• Text passage:
Now the EU has absolutely no leverage over Cyprus, which, in its turn, can accept and reject whatever it chooses, like the accession of Turkey. The EU probably hoped that the Greek Cypriots would roll over and accept the last proposal for reunification. Why did the EU not choose to leave Cyprus out and put it and Turkey under immense pressure? Is it because Cyprus is right? I have no idea. To that I would add that emotions and considerations of ethnicity and religion must have driven the EU decision, which is deplorable.

I remember Verhagen saying explicitly on the BBC World Service, after the Greek Cypriot rejection of the referendum on reunification, I think, that 'we' made a mistake by letting Cyprus in. I have never heard an EU official give such a candid, personal opinion on an issue, especially someone who was responsible for the policy itself. If he changed his story later, he probably did so under pressure from Cyprus, Greece and other countries and officials. Something so   unambiguous may not be said in public. Dirty laundry and all that.

• Dataset content:
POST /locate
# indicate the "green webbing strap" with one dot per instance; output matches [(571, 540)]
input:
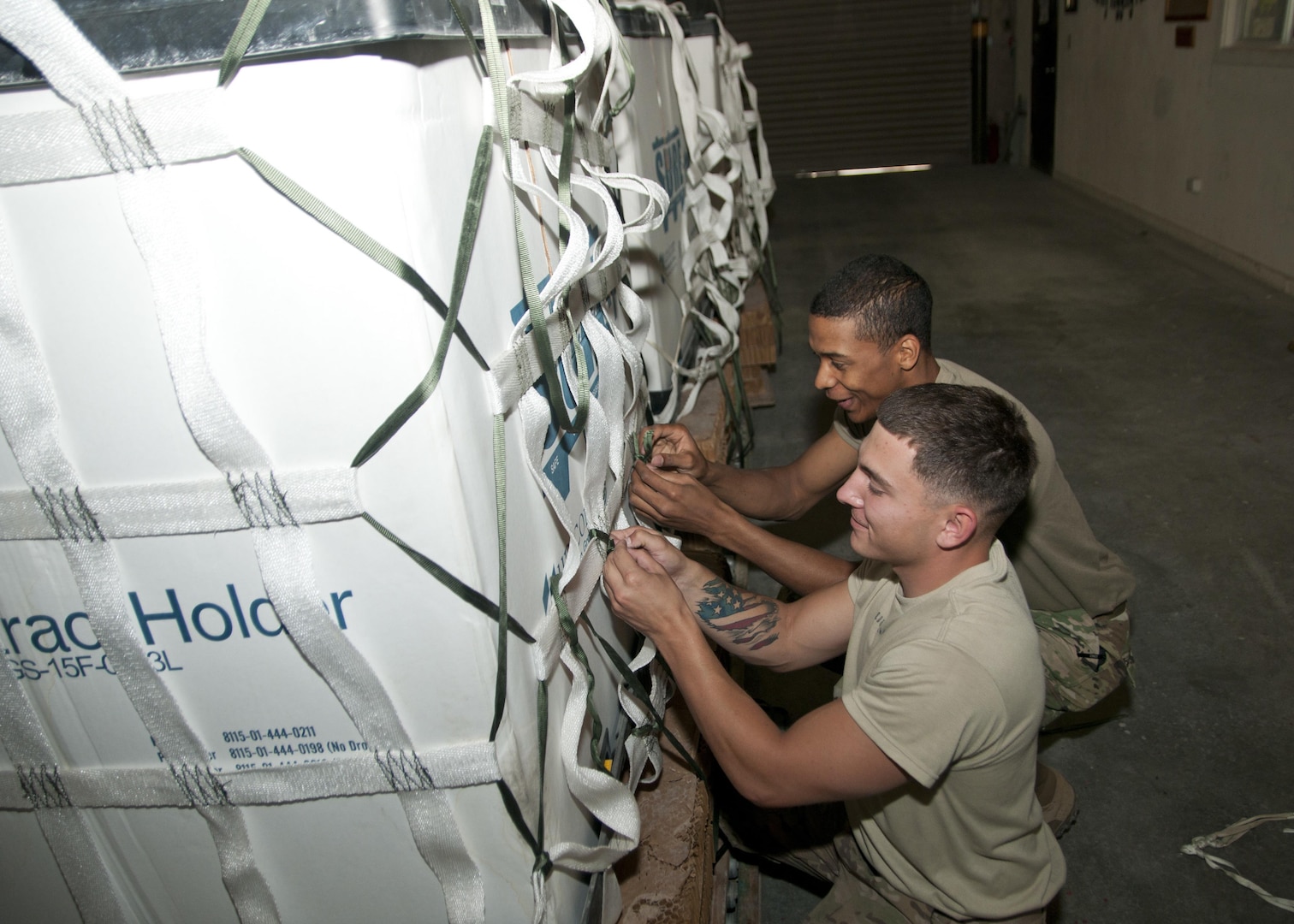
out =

• Short problem: Copy out the passage above on the EU and Cyprus in full, word for word.

• Task response:
Now the EU has absolutely no leverage over Cyprus, which, in its turn, can accept and reject whatever it chooses, like the accession of Turkey. The EU probably hoped that the Greek Cypriots would roll over and accept the last proposal for reunification. Why did the EU not choose to leave Cyprus out and put it and Turkey under immense pressure? Is it because Cyprus is right? I have no idea. To that I would add that emotions and considerations of ethnicity and religion must have driven the EU decision, which is deplorable.

I remember Verhagen saying explicitly on the BBC World Service, after the Greek Cypriot rejection of the referendum on reunification, I think, that 'we' made a mistake by letting Cyprus in. I have never heard an EU official give such a candid, personal opinion on an issue, especially someone who was responsible for the policy itself. If he changed his story later, he probably did so under pressure from Cyprus, Greece and other countries and officials. Something so   unambiguous may not be said in public. Dirty laundry and all that.